| Task directions |
Reproduce every line of the data below word for word, changing nothing.

| Listed records |
* * * * * * *

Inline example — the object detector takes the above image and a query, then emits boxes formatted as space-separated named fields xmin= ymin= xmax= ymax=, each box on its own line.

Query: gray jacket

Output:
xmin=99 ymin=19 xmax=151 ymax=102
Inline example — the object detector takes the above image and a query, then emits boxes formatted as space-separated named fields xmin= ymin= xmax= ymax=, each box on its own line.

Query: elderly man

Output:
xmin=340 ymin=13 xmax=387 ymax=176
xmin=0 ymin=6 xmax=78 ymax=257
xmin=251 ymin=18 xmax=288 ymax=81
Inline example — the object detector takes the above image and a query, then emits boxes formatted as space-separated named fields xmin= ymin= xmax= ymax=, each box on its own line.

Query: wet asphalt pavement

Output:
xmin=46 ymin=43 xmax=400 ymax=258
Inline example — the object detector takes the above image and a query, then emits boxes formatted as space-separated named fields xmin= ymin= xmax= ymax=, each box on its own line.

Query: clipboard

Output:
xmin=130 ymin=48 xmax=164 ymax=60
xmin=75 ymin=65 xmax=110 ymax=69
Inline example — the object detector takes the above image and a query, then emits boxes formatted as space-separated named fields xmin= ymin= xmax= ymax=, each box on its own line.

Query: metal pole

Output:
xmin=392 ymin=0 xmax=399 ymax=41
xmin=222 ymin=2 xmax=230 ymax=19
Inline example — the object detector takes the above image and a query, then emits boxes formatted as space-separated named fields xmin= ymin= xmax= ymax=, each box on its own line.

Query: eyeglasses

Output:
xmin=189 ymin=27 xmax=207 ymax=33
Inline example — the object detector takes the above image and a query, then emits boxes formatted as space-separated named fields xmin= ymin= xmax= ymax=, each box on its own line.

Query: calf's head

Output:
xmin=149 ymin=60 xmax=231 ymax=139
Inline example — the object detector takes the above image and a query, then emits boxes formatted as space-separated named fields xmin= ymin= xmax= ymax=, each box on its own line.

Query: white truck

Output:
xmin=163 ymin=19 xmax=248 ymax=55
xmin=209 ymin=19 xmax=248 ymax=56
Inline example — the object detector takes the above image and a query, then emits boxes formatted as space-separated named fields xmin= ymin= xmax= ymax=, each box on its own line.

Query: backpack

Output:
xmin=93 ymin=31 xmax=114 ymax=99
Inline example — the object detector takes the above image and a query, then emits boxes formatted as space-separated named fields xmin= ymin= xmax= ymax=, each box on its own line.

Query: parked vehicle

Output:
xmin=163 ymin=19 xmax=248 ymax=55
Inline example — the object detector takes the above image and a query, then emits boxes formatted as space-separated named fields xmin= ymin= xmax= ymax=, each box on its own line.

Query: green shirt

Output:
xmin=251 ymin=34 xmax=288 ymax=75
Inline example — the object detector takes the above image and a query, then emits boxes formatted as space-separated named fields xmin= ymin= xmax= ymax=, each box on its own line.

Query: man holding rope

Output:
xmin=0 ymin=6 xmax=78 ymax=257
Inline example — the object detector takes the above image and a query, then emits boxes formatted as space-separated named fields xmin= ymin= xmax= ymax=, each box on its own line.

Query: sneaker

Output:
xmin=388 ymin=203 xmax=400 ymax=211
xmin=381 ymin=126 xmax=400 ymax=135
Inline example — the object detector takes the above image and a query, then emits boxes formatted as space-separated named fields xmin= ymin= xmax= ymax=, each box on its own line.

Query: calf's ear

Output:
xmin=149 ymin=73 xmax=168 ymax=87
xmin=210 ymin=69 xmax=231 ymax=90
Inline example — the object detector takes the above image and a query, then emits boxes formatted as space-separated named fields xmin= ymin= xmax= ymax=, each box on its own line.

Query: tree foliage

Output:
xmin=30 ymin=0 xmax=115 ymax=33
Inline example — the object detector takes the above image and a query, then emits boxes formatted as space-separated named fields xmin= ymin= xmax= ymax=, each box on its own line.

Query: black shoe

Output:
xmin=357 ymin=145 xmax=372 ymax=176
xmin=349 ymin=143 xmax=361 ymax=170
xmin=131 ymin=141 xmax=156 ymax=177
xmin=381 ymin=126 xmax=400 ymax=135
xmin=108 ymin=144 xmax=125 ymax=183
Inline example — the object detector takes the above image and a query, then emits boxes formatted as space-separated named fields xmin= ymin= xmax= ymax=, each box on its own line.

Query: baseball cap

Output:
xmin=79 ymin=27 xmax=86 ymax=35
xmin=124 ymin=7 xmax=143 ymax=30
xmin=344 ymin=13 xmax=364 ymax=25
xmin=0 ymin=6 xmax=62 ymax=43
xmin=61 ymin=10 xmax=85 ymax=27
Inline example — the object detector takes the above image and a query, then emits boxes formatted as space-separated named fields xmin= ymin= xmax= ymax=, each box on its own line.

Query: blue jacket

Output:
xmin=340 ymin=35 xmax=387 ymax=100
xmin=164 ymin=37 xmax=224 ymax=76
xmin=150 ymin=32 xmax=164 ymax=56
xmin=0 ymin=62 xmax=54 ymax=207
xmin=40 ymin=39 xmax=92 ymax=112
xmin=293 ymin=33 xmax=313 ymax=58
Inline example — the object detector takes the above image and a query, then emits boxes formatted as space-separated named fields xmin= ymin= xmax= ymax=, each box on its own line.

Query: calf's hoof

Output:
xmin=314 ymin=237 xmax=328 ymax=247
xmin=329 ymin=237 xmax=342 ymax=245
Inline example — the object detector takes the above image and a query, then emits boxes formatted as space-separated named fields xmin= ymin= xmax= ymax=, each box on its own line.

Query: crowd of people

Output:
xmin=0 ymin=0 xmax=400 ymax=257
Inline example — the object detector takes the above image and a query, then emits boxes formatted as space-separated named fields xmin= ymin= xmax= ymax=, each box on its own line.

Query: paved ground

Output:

* * * * * * *

| Task result |
Inline example — the object detector takes the above image and a query, then emits boxes formatted as space-separated named fields xmin= ymin= xmax= ymax=, each box on its own line.

Query: gray jacket

Output:
xmin=99 ymin=19 xmax=151 ymax=102
Inline example — the object detector takes the above image and a query, then emits boxes formatted as space-separated named fields xmin= ymin= xmax= ymax=, each box on its own line.

Query: elderly man

Output:
xmin=340 ymin=13 xmax=387 ymax=176
xmin=0 ymin=6 xmax=78 ymax=257
xmin=251 ymin=18 xmax=288 ymax=81
Inline example — the object detector takes the above image and a query, then emits boxes formatted as space-separated named fields xmin= ymin= xmax= ymax=, each box on its own line.

Query: wet asphalt pavement

Output:
xmin=46 ymin=43 xmax=400 ymax=258
Inline example — the object detector takes the above image and a query, then emits boxes formatted as space-separated named fields xmin= ymin= xmax= ymax=, each box on its own line.

Query: clipboard

Output:
xmin=130 ymin=48 xmax=164 ymax=60
xmin=75 ymin=65 xmax=110 ymax=69
Inline example — the object detector takes the above image and a query, then emits boxes formatted as space-separated named fields xmin= ymin= xmax= ymax=, each box on its own line.

Query: metal pole

Output:
xmin=392 ymin=0 xmax=399 ymax=41
xmin=222 ymin=2 xmax=230 ymax=19
Inline example — the object detector takes the above image and a query, then emits boxes formatted as space-separated named fields xmin= ymin= xmax= ymax=, each box on its own line.

Query: eyeglasses

Output:
xmin=189 ymin=27 xmax=207 ymax=33
Inline example — the object detector takes the above image and a query, then emits boxes formatted as space-separated named fields xmin= ymin= xmax= ymax=, each box on its own line.

Query: calf's head

Output:
xmin=149 ymin=60 xmax=231 ymax=139
Inline example — the object detector takes the above image and a query, then emits boxes formatted as space-separated named fields xmin= ymin= xmax= ymax=, each box on its own line.

Query: white truck

Output:
xmin=163 ymin=19 xmax=248 ymax=55
xmin=209 ymin=19 xmax=248 ymax=56
Inline example — the object detector takes the above image and a query, then emits boxes formatted as space-separated named fields xmin= ymin= xmax= ymax=, each box on its own line.

Query: backpack

Output:
xmin=93 ymin=31 xmax=114 ymax=99
Inline example — the object detector takes the above image and a query, then emits boxes formatted as space-separated named fields xmin= ymin= xmax= ymax=, each box on its own line.

Query: parked vehicle

Output:
xmin=163 ymin=19 xmax=248 ymax=55
Inline example — the object detector takes the above image and a query, then emits boxes formatted as space-separated named fields xmin= ymin= xmax= ymax=, each box on its own line.

Query: green shirt

Output:
xmin=251 ymin=34 xmax=288 ymax=75
Inline example — the object detector takes the above image and a query, then emits boxes formatted as space-separated named fields xmin= ymin= xmax= ymax=, each box on its own line.

Query: man holding rope

Output:
xmin=0 ymin=6 xmax=78 ymax=257
Inline example — the object detector takes the above image and a query, then emits boxes formatted as space-separated named fields xmin= ymin= xmax= ymax=, each box on its own line.

Query: sneaker

Output:
xmin=388 ymin=203 xmax=400 ymax=211
xmin=381 ymin=126 xmax=400 ymax=135
Inline example — the object detector takes the above image and a query, then emits boxes formatted as space-separated named fields xmin= ymin= xmax= ymax=, each box on its own line.

Query: calf's ear

Output:
xmin=149 ymin=73 xmax=168 ymax=87
xmin=210 ymin=69 xmax=231 ymax=90
Inline example — the object detector takes the above image and a query, then emits boxes formatted as space-separated named fields xmin= ymin= xmax= ymax=, each box on its own line.

Query: tree foliage

Output:
xmin=30 ymin=0 xmax=115 ymax=33
Inline example — the object detector takes the above image and a query, then emits boxes formatted as space-separated named fields xmin= ymin= xmax= ymax=, each box on its own line.

Query: black shoe

Output:
xmin=357 ymin=145 xmax=372 ymax=176
xmin=349 ymin=143 xmax=361 ymax=170
xmin=131 ymin=141 xmax=156 ymax=177
xmin=381 ymin=126 xmax=400 ymax=135
xmin=108 ymin=144 xmax=125 ymax=183
Inline example — the object detector takes the above image and a query, then emits boxes formatted as space-separated named fields xmin= ymin= xmax= ymax=, each box on its own line.

Query: baseball cap

Output:
xmin=79 ymin=27 xmax=86 ymax=35
xmin=124 ymin=7 xmax=143 ymax=30
xmin=344 ymin=13 xmax=364 ymax=25
xmin=0 ymin=6 xmax=62 ymax=43
xmin=61 ymin=10 xmax=85 ymax=27
Inline example — the object detector takes the above image and a query, then emits boxes formatted as space-separated named fields xmin= ymin= xmax= ymax=, each box on its own line.

Query: blue jacket

Output:
xmin=340 ymin=35 xmax=387 ymax=100
xmin=164 ymin=37 xmax=224 ymax=76
xmin=150 ymin=32 xmax=164 ymax=56
xmin=0 ymin=62 xmax=54 ymax=207
xmin=40 ymin=39 xmax=92 ymax=112
xmin=293 ymin=33 xmax=313 ymax=58
Inline example — the object detector takes the above image and a query, then emits boxes formatted as space-separated named fields xmin= ymin= xmax= ymax=, each box on its own line.

Query: calf's hoof

Output:
xmin=314 ymin=237 xmax=328 ymax=247
xmin=329 ymin=237 xmax=342 ymax=245
Inline example — the object detector takes the above image and a query, then emits boxes formatted as space-separated named fields xmin= ymin= xmax= ymax=, each box on its own line.

Query: crowd of people

Output:
xmin=0 ymin=0 xmax=400 ymax=257
Inline example — the object detector takes the above image and a query, then emits boxes formatted as space-separated named fields xmin= ymin= xmax= ymax=, each box on its own line.

Query: paved ground

Output:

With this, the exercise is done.